* INSTRUCTIONS FOR THE TASK *
Retype each record below word for word. Leave the pictures out.
SOURCE MATERIAL: Begin
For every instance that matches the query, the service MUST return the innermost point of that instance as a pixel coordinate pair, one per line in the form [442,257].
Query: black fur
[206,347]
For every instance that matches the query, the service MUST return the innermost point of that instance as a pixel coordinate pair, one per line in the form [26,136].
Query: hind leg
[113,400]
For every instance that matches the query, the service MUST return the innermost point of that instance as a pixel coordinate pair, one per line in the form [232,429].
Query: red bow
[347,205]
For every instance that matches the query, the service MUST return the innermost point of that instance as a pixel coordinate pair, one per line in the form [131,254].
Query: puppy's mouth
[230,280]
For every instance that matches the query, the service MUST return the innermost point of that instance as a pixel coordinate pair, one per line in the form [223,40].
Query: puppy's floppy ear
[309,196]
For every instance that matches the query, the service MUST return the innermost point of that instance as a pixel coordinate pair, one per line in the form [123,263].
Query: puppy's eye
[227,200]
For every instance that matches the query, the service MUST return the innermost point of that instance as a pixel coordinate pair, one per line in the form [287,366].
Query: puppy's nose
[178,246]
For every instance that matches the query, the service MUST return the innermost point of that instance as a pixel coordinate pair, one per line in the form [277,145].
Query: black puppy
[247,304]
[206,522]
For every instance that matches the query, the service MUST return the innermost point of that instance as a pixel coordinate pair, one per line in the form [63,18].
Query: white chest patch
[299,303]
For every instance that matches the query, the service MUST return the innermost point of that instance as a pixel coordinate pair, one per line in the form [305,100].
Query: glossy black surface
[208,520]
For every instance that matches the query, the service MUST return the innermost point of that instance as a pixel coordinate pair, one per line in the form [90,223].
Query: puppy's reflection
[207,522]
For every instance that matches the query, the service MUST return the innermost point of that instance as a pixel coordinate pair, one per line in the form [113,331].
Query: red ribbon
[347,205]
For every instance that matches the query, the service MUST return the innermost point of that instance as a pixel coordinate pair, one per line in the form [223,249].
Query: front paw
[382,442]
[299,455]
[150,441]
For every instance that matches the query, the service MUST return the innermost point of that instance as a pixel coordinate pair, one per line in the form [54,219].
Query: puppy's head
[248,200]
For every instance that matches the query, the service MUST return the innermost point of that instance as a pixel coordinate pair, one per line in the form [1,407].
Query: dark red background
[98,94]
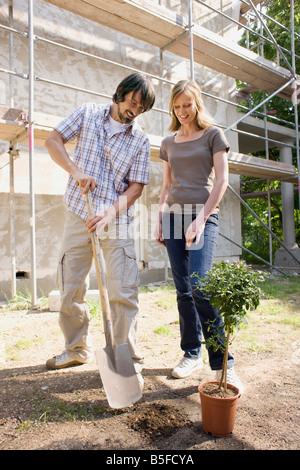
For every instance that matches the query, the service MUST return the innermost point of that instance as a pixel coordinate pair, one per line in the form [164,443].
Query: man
[112,159]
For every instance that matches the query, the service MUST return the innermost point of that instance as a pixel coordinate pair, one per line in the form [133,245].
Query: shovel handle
[101,277]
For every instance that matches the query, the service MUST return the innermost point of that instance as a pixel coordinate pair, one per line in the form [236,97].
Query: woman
[195,178]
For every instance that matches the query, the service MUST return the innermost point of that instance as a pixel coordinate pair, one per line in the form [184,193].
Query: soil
[67,409]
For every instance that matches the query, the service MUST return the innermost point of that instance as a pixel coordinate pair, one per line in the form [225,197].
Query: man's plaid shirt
[113,161]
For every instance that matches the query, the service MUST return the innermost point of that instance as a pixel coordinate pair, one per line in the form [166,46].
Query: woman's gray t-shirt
[191,164]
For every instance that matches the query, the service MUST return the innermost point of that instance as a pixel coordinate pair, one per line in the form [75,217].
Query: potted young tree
[232,288]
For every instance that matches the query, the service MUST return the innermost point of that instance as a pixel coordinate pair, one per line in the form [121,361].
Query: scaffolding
[151,22]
SOURCE MATERIAL: End
* PROBLEM SOLUTION *
For every instance that matches the query, the service MUST return the innermost point of that instance as a pixel coordinate pair, one per line in the form [442,257].
Query: black fur
[206,347]
For every instance that matches the query, the service MUST return the innermost point of that instance as a pixel coordinate pair, one per line in the form [26,136].
Query: hind leg
[113,400]
For every instance that matches the query, the service MUST return the innermost point of that instance as a pixel coordinate pair, one per line in the form [232,429].
Query: red bow
[347,205]
For every instance that matches the query, the service MUST return the innermost point of that instance as a pixel coordinate pair, one per line in the form [131,254].
Query: puppy's mouth
[230,280]
For every instance that matches the query, the service MUST return the innermost point of that instance as a pixel coordinate pair, one per line in the form [223,40].
Query: puppy's floppy ear
[309,196]
For every instance that matches the query, the service MUST return the innermost point of that instance as a pixel coordinate pair, one per line in the form [123,263].
Query: puppy's eye
[227,200]
For every instance that matches the query, the service MUST return the innermost point of that instance as a pixel coordinate pair, one per line in the form [287,366].
Query: puppy's nose
[178,246]
For every instance that matches the query, the service MUST return the innermost point of that instance as a pixel coordinate pair, one per line in the form [277,145].
Query: black puppy
[247,304]
[206,522]
For every instance that matches the query, the service MUST return the innermost point of that instance as a pixel coordinate pair, one per line in the form [63,18].
Query: white chest patch
[299,303]
For every instance that matches the query, the service MUST return the innermost point of that instance as a pixel coordinate pair, one per line in the form [305,100].
Query: glossy black surface
[208,520]
For every instance that matches the query, the service MUST return the innermost point of that instance as a pixel coordinate pair, one per line in the form [90,223].
Query: puppy's reflection
[207,522]
For every instance that matches the query, the service MUST return the innermost point of that instance as a pixel coordinate pair, one per line in the form [113,331].
Query: red ribbon
[347,205]
For every instance that matches the query, the service MUST return the innermost point of that instance as a pixel coordinate pair, one per line in the form [223,249].
Query: front paw
[382,442]
[299,455]
[150,441]
For every instance that matches the query, the service MUST return the innermost point of that instance as a pixel coordinate pair, one per line in the form [54,219].
Query: puppy's head
[248,200]
For every instance that matches the query, the service MUST return the innermost point of that instance as a pixel coordinate pair, one per line in the form [1,407].
Query: dark red background
[98,94]
For every instance that matches the query, the service MUST return the innermost point of that instance as a pixel coordinate pair, one per line in the form [164,443].
Query: man
[112,159]
For every instance that matches the query, the service MUST return the innermost point of that instance as a pixel coordinate pair, one per line in the form [133,245].
Query: shovel handle
[101,277]
For every instance that matches the query, the service MUST return the innermost point of that instance as a pixel coordinate pair, one per line in the form [236,97].
Query: woman
[195,178]
For every instance that matches the query, the service MUST return the innermost point of that instance as a pixel coordinate pair, one per line in the form [184,193].
Query: soil
[67,409]
For every instance that matches the query, the service MUST return the innermost point of that instance as a pixel coordinate pair, one per line in the form [225,197].
Query: man's plaid shirt
[113,161]
For every instance that matches the query, the service MUST return the innermost point of that instance as a pixel coordinate pair, one per line in the form [166,46].
Query: woman's gray t-shirt
[191,164]
For every instance that matches the query, the service MUST return the innermost point of that instance as a pixel coordinate pair, one per line in the form [75,217].
Query: potted young tree
[232,288]
For every instance that matches the query, the service MUST return the innermost point of that instance as a pixel coordinate pair, one per line in the form [121,361].
Query: scaffolding
[151,22]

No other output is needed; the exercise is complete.